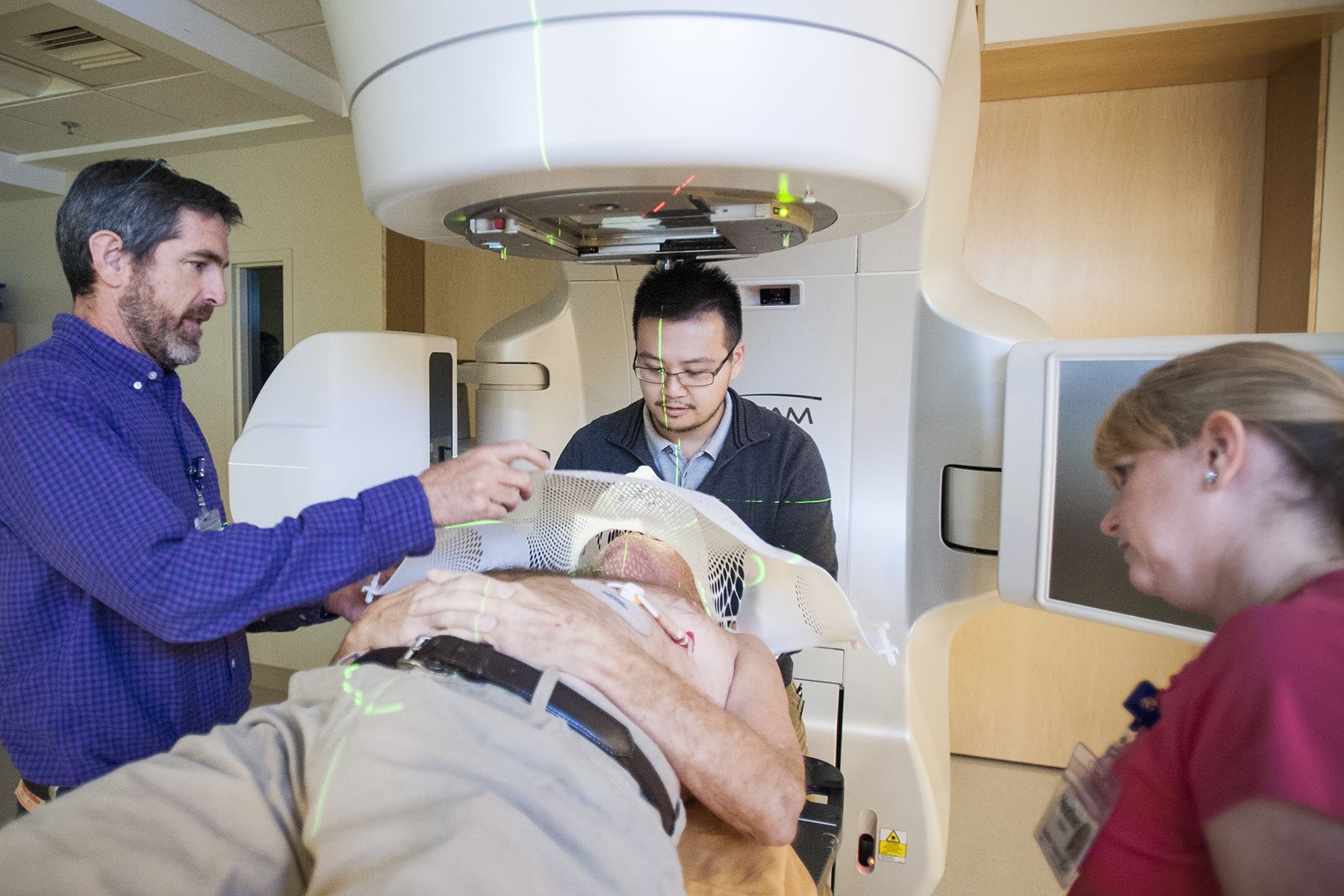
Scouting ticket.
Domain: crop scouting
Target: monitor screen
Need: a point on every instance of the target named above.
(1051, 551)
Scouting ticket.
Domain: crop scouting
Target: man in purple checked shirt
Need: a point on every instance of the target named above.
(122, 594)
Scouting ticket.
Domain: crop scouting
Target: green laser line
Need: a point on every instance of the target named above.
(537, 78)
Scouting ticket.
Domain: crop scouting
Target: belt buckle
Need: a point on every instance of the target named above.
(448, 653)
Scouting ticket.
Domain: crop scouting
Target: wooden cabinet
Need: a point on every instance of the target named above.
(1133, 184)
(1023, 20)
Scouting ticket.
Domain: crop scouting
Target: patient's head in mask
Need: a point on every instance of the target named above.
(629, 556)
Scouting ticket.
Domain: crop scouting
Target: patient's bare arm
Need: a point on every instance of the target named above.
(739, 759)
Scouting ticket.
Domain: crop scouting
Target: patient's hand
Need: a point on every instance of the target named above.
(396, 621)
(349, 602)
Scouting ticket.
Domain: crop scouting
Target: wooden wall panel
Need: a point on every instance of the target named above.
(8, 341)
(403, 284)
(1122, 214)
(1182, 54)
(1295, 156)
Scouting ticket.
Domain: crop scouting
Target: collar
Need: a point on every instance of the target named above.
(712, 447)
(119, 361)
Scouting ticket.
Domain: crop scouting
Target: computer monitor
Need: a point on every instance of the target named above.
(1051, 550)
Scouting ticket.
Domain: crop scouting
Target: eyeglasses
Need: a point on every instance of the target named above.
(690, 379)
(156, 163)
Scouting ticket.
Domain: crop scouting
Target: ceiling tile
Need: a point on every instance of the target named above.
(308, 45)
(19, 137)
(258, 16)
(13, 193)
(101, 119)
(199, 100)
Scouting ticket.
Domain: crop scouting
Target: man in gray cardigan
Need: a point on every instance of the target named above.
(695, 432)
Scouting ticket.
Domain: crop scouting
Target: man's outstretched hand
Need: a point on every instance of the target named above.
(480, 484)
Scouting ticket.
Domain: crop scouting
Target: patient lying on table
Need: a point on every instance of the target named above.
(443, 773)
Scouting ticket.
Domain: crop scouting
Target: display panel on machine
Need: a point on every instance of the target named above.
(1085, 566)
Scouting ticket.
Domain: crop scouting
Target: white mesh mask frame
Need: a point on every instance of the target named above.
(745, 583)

++++++++

Your instructions ▸
Excluding the pictures, restate the records above word for word.

Response to the exercise ▸
Scouting ticket.
Domain: crop scouting
Target: monitor screen
Need: a point on every instance of the target named above.
(1051, 551)
Scouting ticket.
Domain: crop scouting
Target: man in purple checked shirt
Need: a point on every instance of the target named above.
(122, 594)
Scouting ticket.
Domain: crop scouting
Target: green laser line
Need: a point on every instance of the target named above.
(537, 78)
Scouting ticket.
Domain: crop scouting
Target: belt buckle
Need: a point on every instance of the target named above.
(448, 653)
Scouting ticket.
Domain: crop scouting
Target: wooden cabinet
Need: a point on every instance of the target named above.
(1133, 184)
(1023, 20)
Scouting ticket.
Domain: crop scouting
Target: patient's head in mask
Need: a point on every instance of the target named above.
(629, 556)
Scouting ticket.
Domain: crop scouting
Target: patient's bare arm
Need: a point on every instance of the target named above.
(739, 759)
Scouting ticket.
Domain: crop scouting
Target: patient's hand
Need: a point on every instance of the target named above.
(396, 621)
(349, 602)
Scouting ticket.
Domain: crop scouting
Target: wooden wall panel
Need: a point on every instance of the target named above.
(8, 341)
(403, 284)
(1122, 214)
(1182, 54)
(1295, 156)
Scouting ticket.
Domain: crop scouting
Target: collar
Need: a point on every instance of the target named above.
(712, 447)
(119, 361)
Scouting ticket.
Domain: crop scouting
Target: computer monitor
Need: a point on every instance of the target named above.
(1051, 550)
Scouting ticket.
Domain: crop scouting
Target: eyeglasses
Need: a point on every instance of the target named above.
(690, 379)
(156, 163)
Scouting ticket.
Domain: crop scouting
Target: ceiling tile
Need: a point on every instance of the target named above.
(308, 45)
(19, 137)
(258, 16)
(13, 193)
(101, 119)
(199, 100)
Scouting ticket.
Domain: crop scouting
Target: man in gray cardigan
Need: a point on every instance of the target named above.
(695, 432)
Scouting ticket.
Domain: crop scouting
Target: man's outstretched hand
Need: a point on every instance of the target named above.
(480, 484)
Scouting ticket.
Domain: crop scouting
Target: patient lying on table
Need: a point on every instance of the target named above.
(443, 773)
Scouting ticket.
Domain: crop scouting
Target: display panel on machine
Need: a point on every instance of the target named above.
(1085, 566)
Scouting ticket.
Domain: crop scouting
Target: white mesh mask frame
Need: a point on every instance of the target named above.
(745, 583)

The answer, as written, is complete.